* Selected passage *
---

Oftentimes, when a UFC champion has enjoyed the level of success that heavyweight Stipe Miocic has, the topic of motivation comes up.
For instance, what keeps Miocic going, when he already has defended his title more times than any heavyweight in UFC history? What’s fueling that fire, when he already knows what it’s like to lose his title and win it back? When we’re already calling him the greatest heavyweight of all time? When his next opponent, Francis Ngannou at UFC 260 on Saturday, is a man he already dominated once before, five rounds to none?
These are all fair questions for the champ, but going into this weekend, Miocic’s level of motivation isn’t being questioned. Why not?
The answer probably has something to do with the fact that Miocic always has an obvious source of motivation going into fights. And that motivation is that, somehow, we continue to doubt this guy.
Despite all of his accomplishments, Miocic (20-3) is a betting underdog this weekend against Ngannou (15-3) — just as he was in his past two fights against Daniel Cormier and in his first fight with Ngannou back in 2018. Ahead of this weekend’s title fight, the eighth of Miocic’s career, much of the focus is, again, on the other guy — as it was the first time he and Ngannou fought.
“I love shutting people up,” Miocic said on the UFC’s “Countdown” show, one of the promotion’s primary marketing tools ahead of every pay-per-view. “My whole life.”
There are similarities between UFC 260 and UFC 220, at which Miocic beat Ngannou over five rounds in Boston — and then took the championship belt from Dana White before the UFC president could wrap it around him, because Miocic wanted his head coach, Marcus Marinelli, to do it instead.
Whether or not anyone wants to admit it, there was a feeling in 2018 that the UFC (and maybe the sport, in a broader sense) was ready to move on from Miocic to Ngannou. There was an unmistakable feeling of “us against the world” radiating from Team Miocic, and you can’t tell me that didn’t underline Miocic’s act of taking the belt that night from White.
And even though going into this weekend everyone would agree Miocic is the greatest heavyweight of all time, it’s very telling that the first thing you hear from him on the “Countdown” show is, “I love shutting people up.” If there’s a silver lining in not getting your due respect, perhaps it’s that motivation is never a problem.

---

* Stored data *

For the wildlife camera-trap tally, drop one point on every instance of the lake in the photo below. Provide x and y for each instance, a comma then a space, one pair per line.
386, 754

---

* The tasks *
1. Repeat the stretch of the Miocic article from "Oftentimes, when a" through "questioned. Why not?".
2. In the Miocic article, rewrite the paragraph beginning "There are similarities between UFC 260" more briefly, keeping its main facts.
3. List every person named in the Miocic article.

* Outputs by task *
1.
Oftentimes, when a UFC champion has enjoyed the level of success that heavyweight Stipe Miocic has, the topic of motivation comes up.
For instance, what keeps Miocic going, when he already has defended his title more times than any heavyweight in UFC history? What’s fueling that fire, when he already knows what it’s like to lose his title and win it back? When we’re already calling him the greatest heavyweight of all time? When his next opponent, Francis Ngannou at UFC 260 on Saturday, is a man he already dominated once before, five rounds to none?
These are all fair questions for the champ, but going into this weekend, Miocic’s level of motivation isn’t being questioned. Why not?

2. UFC 260 resembles UFC 220. At UFC 220 in Boston, Miocic beat Ngannou over five rounds. He then took the championship belt from UFC president Dana White before White could put it on him, because he wanted his head coach, Marcus Marinelli, to do it.

3.
- Stipe Miocic
- Francis Ngannou
- Daniel Cormier
- Dana White
- Marcus Marinelli